**WHAT YOU HAVE TO DO**
Write out every entry exactly as it stands.

**MATERIAL PROVIDED**
-=-=-

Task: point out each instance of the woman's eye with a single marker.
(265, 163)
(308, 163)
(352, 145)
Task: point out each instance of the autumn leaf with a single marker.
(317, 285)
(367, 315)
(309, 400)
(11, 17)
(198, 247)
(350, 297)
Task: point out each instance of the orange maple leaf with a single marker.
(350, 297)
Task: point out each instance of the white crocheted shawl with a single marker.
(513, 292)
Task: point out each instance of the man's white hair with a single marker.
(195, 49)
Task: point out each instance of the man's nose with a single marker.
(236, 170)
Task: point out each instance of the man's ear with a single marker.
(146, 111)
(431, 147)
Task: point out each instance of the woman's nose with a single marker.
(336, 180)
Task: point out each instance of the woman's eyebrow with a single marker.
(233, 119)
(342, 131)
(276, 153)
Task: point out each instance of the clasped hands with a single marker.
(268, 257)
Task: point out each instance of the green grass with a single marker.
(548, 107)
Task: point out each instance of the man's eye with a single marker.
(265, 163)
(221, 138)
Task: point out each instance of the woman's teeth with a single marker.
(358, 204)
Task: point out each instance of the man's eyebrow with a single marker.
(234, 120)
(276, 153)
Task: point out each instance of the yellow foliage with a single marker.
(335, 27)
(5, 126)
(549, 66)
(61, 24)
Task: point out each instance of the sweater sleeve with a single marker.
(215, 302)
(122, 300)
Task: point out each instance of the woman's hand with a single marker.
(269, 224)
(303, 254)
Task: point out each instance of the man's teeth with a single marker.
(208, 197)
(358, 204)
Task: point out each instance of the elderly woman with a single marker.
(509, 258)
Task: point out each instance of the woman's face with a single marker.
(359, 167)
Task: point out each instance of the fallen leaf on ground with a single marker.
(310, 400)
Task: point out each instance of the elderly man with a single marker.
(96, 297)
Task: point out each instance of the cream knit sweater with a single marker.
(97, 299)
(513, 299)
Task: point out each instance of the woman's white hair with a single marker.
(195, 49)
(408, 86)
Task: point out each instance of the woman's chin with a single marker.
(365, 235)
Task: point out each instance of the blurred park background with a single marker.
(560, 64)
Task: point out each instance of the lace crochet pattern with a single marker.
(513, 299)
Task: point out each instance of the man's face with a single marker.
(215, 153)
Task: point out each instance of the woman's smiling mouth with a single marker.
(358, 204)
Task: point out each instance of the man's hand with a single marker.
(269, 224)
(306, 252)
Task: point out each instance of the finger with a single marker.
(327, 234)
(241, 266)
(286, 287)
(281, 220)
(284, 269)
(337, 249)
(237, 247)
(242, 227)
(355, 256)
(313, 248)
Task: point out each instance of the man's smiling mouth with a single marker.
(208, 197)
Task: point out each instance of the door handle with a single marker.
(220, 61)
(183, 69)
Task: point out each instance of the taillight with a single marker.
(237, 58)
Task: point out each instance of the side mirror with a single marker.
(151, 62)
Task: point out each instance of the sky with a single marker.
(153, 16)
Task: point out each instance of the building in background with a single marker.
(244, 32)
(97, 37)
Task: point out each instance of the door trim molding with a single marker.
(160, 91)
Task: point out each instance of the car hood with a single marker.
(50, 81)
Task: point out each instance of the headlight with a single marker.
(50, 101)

-=-=-

**CORRECT ANSWER**
Task: point out each instance of the woman's eye with a single marker.
(265, 163)
(308, 163)
(352, 145)
Task: point out each instance of the autumn leaf with a single marker.
(317, 285)
(367, 315)
(309, 400)
(11, 17)
(198, 247)
(350, 297)
Task: point out each instance of the orange maple leaf with a single marker.
(350, 297)
Task: point out each instance of the white crocheted shawl with a single marker.
(513, 292)
Task: point out each instance of the man's white hair with a single marker.
(195, 49)
Task: point out each instance of the man's nose with a single marker.
(236, 170)
Task: point out each instance of the man's ear with a single marker.
(146, 111)
(431, 147)
Task: point out each instance of the woman's nose with a single marker.
(336, 180)
Task: point out each instance of the woman's eyebrow with a single marker.
(233, 119)
(342, 131)
(276, 153)
Task: point out each instance of the clasped hands with a single marker.
(268, 257)
Task: point out each instance of the green grass with a single marker.
(548, 107)
Task: point out each instance of the man's eye with a single marker.
(265, 163)
(221, 138)
Task: point out each instance of the woman's teeth with a single marker.
(358, 204)
Task: point out each instance of the man's eyebrow with a single marker.
(234, 120)
(276, 153)
Task: point out each instance of the yellow foliage with a single marker.
(335, 27)
(5, 126)
(549, 66)
(61, 24)
Task: point out each instance of the sweater sleeve with a single marker.
(215, 302)
(122, 300)
Task: point out each instance of the woman's hand with a single marker.
(269, 224)
(303, 254)
Task: point out each instance of the man's teeth with a single marker.
(208, 197)
(358, 204)
Task: point out each instance of the elderly woman with a single marker.
(509, 258)
Task: point out each instance of the woman's face with a single marker.
(359, 167)
Task: point out each instance of the fallen leaf on ground with a single marker.
(310, 400)
Task: point out each instance of the elderly man with a single marker.
(96, 297)
Task: point out each instance of the cream knit sweater with a single marker.
(97, 299)
(513, 299)
Task: point out each instance of the woman's white hair with a single marker.
(195, 49)
(408, 86)
Task: point out each instance of the woman's chin with a single marker.
(365, 235)
Task: point out each instance of the blurred park background with a single marker.
(560, 64)
Task: point out each instance of the lace crochet pattern with a single marker.
(513, 299)
Task: point out each instance of the man's face with a single marker.
(215, 153)
Task: point out each instance of the woman's smiling mouth with a single marker.
(358, 204)
Task: point out each instance of the man's hand with a single marker.
(269, 224)
(306, 252)
Task: point out each instance of the finger with a single marker.
(327, 234)
(241, 266)
(286, 287)
(281, 220)
(284, 269)
(337, 249)
(237, 247)
(242, 227)
(355, 256)
(313, 248)
Task: point out each instance of the man's smiling mouth with a single marker.
(208, 197)
Task: point out each instance of the door handle with a single marker.
(220, 61)
(183, 69)
Task: point out each instance of the taillight with a single marker.
(237, 58)
Task: point out each instance of the side mirror with a single marker.
(151, 62)
Task: point out each instance of the sky with a single marker.
(153, 16)
Task: point out each instance of the building in background with a single marker.
(244, 32)
(97, 37)
Task: point out each instance of the door trim molding with a single marker.
(160, 91)
Task: point out each instance of the car hood with a single marker.
(50, 81)
Task: point out each instance of the headlight with a single marker.
(50, 101)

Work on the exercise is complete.